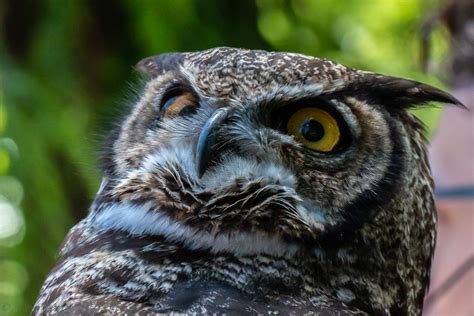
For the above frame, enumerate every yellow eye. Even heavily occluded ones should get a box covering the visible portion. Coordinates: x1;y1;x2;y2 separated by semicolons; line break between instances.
161;92;197;117
287;108;341;152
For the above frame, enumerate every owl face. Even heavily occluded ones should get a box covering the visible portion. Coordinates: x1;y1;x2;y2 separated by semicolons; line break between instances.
94;48;457;256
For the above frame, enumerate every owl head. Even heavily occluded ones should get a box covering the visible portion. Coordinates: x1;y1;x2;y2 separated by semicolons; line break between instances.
92;48;459;314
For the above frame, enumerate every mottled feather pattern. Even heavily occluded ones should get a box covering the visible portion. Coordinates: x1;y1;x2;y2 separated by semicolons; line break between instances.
33;48;458;315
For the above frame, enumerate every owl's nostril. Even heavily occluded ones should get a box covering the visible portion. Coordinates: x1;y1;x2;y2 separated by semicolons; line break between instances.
195;108;228;177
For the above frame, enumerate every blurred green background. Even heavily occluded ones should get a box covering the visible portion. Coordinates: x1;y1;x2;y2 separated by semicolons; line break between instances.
0;0;448;315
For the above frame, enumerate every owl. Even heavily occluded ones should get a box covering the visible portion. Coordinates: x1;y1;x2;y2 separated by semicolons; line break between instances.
33;47;460;315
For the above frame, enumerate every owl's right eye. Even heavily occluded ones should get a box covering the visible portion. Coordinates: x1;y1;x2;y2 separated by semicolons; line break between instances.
161;91;198;117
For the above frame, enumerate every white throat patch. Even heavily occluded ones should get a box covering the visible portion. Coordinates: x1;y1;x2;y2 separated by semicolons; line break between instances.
89;203;299;257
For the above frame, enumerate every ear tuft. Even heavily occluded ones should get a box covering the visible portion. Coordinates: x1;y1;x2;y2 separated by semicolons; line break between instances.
349;73;467;109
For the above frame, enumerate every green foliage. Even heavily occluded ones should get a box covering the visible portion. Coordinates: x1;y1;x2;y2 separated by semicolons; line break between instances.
0;0;446;315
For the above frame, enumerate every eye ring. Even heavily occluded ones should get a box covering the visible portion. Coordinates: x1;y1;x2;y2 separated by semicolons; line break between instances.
160;87;199;117
286;107;343;153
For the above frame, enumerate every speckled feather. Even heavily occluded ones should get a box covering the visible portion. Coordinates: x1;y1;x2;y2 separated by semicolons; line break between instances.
33;48;458;315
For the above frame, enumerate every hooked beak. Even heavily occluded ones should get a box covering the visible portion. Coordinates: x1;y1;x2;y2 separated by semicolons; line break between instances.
195;108;228;177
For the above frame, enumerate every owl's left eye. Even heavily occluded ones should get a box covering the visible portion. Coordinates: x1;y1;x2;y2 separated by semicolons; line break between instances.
287;108;341;152
161;92;198;117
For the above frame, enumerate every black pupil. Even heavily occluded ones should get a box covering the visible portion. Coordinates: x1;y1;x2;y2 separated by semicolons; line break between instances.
301;120;324;142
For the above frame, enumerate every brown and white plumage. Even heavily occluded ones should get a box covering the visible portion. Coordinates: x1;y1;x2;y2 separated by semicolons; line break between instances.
33;48;458;315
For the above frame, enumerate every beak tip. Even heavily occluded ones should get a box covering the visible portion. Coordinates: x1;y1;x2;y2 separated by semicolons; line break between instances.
195;108;228;178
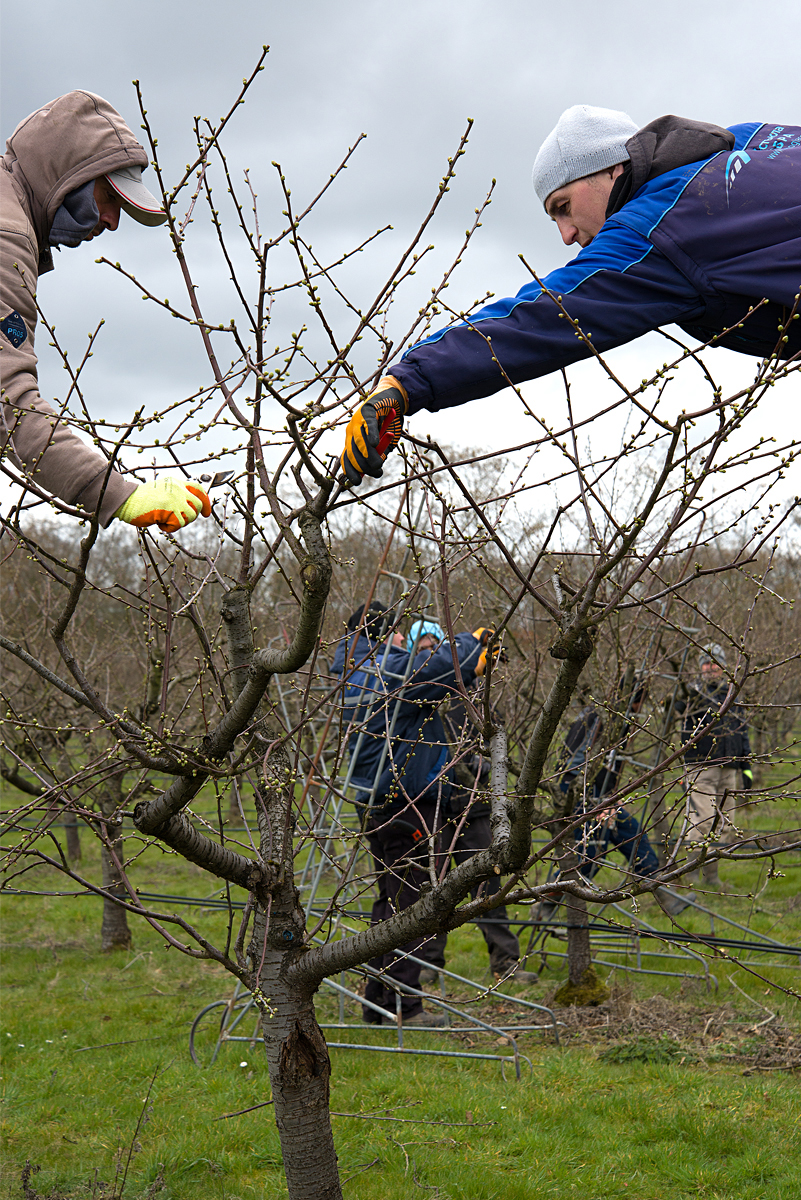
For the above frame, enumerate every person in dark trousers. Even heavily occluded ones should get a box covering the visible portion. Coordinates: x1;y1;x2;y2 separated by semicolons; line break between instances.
332;604;482;1026
536;685;692;920
342;104;801;486
674;644;753;888
412;681;538;984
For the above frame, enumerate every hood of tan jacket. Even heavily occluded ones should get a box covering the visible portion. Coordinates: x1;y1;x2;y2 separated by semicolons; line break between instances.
4;91;147;262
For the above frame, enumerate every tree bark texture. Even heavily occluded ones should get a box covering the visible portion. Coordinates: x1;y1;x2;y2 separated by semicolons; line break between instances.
251;880;342;1200
64;809;80;863
565;895;592;988
100;776;133;953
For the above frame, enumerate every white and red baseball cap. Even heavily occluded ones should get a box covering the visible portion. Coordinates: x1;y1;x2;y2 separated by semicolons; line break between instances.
106;167;167;226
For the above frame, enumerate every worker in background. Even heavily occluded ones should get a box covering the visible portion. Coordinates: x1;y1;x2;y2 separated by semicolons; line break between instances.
332;602;482;1027
406;620;537;984
534;680;694;922
674;643;753;888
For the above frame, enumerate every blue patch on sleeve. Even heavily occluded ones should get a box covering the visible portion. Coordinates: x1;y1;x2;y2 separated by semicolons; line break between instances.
0;312;28;347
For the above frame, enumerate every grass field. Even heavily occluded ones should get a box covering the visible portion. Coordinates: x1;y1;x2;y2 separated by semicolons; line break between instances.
0;787;801;1200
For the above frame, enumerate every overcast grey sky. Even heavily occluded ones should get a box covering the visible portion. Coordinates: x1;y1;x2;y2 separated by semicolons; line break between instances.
1;0;801;511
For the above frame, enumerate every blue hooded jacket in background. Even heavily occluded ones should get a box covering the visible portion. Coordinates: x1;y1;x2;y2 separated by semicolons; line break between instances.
390;122;801;413
331;630;482;816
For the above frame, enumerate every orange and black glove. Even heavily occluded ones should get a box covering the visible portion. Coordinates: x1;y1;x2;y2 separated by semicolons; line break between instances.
114;475;211;533
341;376;409;487
472;625;508;677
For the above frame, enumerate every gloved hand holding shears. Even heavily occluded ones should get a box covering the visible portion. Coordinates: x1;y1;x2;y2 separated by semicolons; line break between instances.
472;625;508;678
341;376;409;487
114;472;212;533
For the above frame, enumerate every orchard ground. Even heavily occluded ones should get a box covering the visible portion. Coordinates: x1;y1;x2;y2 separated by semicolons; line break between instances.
0;777;801;1200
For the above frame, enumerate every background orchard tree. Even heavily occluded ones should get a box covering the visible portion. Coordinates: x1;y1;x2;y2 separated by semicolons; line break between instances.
1;60;799;1200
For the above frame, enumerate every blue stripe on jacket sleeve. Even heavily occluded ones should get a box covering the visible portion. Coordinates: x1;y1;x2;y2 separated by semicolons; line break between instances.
391;230;705;413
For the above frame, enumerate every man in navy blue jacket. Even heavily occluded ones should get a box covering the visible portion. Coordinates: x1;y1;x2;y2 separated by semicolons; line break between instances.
342;104;801;484
332;604;483;1026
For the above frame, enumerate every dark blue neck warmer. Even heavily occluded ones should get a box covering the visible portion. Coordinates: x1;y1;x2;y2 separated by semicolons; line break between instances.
49;179;100;246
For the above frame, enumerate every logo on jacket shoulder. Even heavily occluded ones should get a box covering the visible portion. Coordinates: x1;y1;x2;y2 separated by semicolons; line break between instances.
0;311;28;347
725;150;751;204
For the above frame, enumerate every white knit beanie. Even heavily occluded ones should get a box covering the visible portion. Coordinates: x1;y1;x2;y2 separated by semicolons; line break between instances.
532;104;639;204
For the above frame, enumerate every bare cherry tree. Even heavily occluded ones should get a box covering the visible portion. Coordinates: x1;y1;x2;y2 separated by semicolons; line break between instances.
1;60;799;1200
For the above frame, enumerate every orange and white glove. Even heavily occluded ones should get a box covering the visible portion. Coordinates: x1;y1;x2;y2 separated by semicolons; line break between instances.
472;625;508;677
114;475;211;533
339;376;409;486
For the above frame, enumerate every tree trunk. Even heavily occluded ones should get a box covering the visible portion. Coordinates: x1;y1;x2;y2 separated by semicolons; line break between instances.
249;880;342;1200
100;775;133;953
565;895;592;988
64;809;80;863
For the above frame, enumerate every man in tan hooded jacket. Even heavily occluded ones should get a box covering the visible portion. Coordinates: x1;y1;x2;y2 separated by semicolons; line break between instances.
0;91;210;533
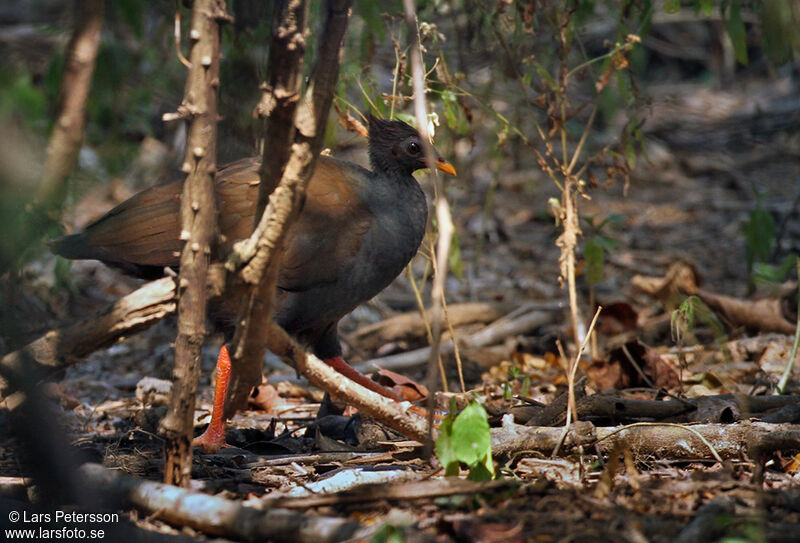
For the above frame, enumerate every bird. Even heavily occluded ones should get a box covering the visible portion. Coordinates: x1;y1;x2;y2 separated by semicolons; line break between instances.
50;114;456;452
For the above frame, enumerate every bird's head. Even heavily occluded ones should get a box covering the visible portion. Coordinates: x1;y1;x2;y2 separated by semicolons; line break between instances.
368;115;456;175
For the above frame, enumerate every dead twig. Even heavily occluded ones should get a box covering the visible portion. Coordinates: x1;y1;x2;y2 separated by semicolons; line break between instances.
161;0;230;486
355;311;554;372
79;464;370;543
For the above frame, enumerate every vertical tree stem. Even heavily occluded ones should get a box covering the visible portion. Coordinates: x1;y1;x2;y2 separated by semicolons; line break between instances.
161;0;230;486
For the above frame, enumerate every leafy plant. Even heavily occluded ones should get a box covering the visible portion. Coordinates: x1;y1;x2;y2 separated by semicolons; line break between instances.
436;399;495;481
503;366;531;400
669;296;726;344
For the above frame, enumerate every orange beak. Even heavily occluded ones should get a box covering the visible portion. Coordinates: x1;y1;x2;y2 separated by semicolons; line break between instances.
436;157;456;175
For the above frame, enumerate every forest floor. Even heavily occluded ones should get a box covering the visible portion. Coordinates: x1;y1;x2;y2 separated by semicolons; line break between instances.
0;69;800;543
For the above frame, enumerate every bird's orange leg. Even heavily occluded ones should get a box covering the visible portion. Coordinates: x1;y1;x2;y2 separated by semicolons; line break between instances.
192;345;426;454
192;345;231;454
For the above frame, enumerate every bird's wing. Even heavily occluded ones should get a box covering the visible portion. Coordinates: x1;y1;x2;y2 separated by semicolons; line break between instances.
278;156;373;292
79;181;182;266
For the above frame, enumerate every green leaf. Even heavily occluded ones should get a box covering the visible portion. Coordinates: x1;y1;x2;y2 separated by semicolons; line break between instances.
453;401;492;466
664;0;681;14
593;235;618;253
753;254;796;283
583;236;605;285
435;399;494;477
725;0;748;64
519;375;531;396
743;204;775;266
356;0;386;41
434;398;458;477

● ● ● ●

Task details:
Copy out the entries word for word, from their beginning through the line containing "94;48;457;256", including that line, and omit the pictures.

Expected output:
For the above frame, enumerate every yellow eye. Even heavily occluded ones should get a box covering the visible portion. Coordinates: x1;y1;x2;y2 separated by semicolons; line break between instances.
161;92;197;117
287;108;341;152
For the above frame, enumerate every owl face. Even heavily occluded ones should get a box covering the visible portion. Coordinates: x1;y1;x2;y2 separated by semicolons; line break between instances.
94;48;457;256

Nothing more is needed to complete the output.